*PODANE DANE*
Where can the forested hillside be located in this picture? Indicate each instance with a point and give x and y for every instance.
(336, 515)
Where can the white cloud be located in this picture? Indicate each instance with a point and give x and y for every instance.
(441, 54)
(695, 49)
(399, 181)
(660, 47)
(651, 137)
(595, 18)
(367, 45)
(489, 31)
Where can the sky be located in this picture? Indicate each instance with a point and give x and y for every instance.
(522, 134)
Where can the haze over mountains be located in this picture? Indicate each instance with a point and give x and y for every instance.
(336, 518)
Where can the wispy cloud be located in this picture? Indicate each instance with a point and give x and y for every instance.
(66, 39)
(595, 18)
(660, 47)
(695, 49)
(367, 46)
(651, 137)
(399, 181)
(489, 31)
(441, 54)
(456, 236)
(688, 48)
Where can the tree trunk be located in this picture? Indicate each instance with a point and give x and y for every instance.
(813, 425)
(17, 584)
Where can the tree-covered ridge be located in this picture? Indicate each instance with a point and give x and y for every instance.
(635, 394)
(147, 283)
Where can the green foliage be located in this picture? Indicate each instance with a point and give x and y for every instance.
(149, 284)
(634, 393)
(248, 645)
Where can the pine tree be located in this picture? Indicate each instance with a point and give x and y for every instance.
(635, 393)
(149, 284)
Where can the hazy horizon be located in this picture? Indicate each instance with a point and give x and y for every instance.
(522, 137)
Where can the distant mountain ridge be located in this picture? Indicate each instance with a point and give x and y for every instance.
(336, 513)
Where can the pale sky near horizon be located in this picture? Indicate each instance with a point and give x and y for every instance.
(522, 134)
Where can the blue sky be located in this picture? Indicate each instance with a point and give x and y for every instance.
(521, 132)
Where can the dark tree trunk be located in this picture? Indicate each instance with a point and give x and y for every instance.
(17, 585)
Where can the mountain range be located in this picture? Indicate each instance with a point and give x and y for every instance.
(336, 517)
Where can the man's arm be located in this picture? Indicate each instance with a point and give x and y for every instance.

*ZADANIE*
Przekształć wiersze wpisów od tego, który zawiera „Where can the dark”, aż do końca wpisów (łącznie z tym pierwszym) w listę JSON z ciągami znaków, po jednym na każdy wiersz, z pominięciem pustych wierszy.

*ODPOWIEDŹ*
[
  "Where can the dark tree trunk be located in this picture? Indicate each instance with a point and give x and y for every instance.",
  "(17, 585)",
  "Where can the mountain range be located in this picture? Indicate each instance with a point and give x and y for every instance.",
  "(336, 517)",
  "Where can the man's arm be located in this picture? Indicate each instance with a point and give x and y for every instance."
]